_Testo estratto_
_ _ _ _ _ _ _
Francesco Moscatelli per “la Stampa”
È evaso sabato 12 marzo dal cimitero di Brenzio, una frazione di Gravedona ed Uniti, nell'alto lago di Como. Dopo mesi di richieste, culminati con una protesta sul tetto del carcere del Bassone, aveva finalmente ottenuto il permesso di portare un fiore sulla tomba di sua madre. Una gomitata in faccia a uno dei quattro agenti della polizia penitenziaria che lo aveva accompagnato, un balzo al di là del basso muro di cinta del camposanto e Massimo Riella, 47 anni, dopo pochi minuti era già senza manette e latitante.
Lo stanno cercando da nove giorni: si è alzato in volo un elicottero, hanno sguinzagliato i cani molecolari. Niente da fare. In attesa di giudizio con l'accusa di aver rapinato due anziani, precedenti per bracconaggio e porto illegale d'arma da fuoco, il «Petit», perché da queste parti tutti si chiamano ancora per soprannome, è sparito nel luogo a lui più congeniale: i boschi al confine con la Svizzera in cui è cresciuto.
_ _ _ _ _ _ _
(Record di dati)
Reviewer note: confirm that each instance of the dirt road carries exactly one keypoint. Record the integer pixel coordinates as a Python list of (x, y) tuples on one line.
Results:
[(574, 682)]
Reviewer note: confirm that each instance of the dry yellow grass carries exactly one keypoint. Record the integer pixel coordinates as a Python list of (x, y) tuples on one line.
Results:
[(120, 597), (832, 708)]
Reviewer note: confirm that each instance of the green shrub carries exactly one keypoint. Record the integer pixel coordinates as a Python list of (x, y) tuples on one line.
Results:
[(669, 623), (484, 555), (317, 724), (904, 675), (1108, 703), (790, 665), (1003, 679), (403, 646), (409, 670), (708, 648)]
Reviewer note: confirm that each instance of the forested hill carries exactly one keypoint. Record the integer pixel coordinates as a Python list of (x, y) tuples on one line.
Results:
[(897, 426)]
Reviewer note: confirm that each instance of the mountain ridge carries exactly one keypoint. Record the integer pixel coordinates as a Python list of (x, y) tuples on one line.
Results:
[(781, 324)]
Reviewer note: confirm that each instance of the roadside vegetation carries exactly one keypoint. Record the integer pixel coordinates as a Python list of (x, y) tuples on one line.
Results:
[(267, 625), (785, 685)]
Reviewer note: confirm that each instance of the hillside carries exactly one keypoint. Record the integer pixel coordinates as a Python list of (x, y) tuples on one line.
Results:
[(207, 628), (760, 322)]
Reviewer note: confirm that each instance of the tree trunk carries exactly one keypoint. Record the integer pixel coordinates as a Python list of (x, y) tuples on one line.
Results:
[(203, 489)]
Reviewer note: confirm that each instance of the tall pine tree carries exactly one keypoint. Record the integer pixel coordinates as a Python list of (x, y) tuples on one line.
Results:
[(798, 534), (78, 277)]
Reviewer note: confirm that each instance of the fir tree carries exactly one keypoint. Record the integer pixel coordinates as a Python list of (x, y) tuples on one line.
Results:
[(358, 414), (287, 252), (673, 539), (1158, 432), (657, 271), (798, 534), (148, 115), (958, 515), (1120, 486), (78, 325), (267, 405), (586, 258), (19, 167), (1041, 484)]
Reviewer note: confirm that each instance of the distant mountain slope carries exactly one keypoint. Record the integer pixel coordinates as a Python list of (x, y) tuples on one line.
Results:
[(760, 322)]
_ _ _ _ _ _ _
_Il compito_
Aggiorna il testo sull'evasione: riscrivi il brano partendo da "È evaso sabato" e proseguendo fino a "manette e latitante.", mettendo "mazzo di fiori" al posto di "fiore".

_Risposta_
È evaso sabato 12 marzo dal cimitero di Brenzio, una frazione di Gravedona ed Uniti, nell'alto lago di Como. Dopo mesi di richieste, culminati con una protesta sul tetto del carcere del Bassone, aveva finalmente ottenuto il permesso di portare un mazzo di fiori sulla tomba di sua madre. Una gomitata in faccia a uno dei quattro agenti della polizia penitenziaria che lo aveva accompagnato, un balzo al di là del basso muro di cinta del camposanto e Massimo Riella, 47 anni, dopo pochi minuti era già senza manette e latitante.